**WHAT YOU WILL DO**
Complete, exact copies of all entries are needed.

Natural-language object grounding data:
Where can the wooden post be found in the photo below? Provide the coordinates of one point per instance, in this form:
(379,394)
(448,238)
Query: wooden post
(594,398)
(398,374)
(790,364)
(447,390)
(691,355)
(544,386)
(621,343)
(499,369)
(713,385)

**RESPONSE BELOW**
Where can the wooden post be found in the photo below? Provide the coordinates of one point per instance, in this form:
(379,394)
(448,238)
Query: wooden post
(594,398)
(398,374)
(790,364)
(447,390)
(691,355)
(544,386)
(621,343)
(499,369)
(713,385)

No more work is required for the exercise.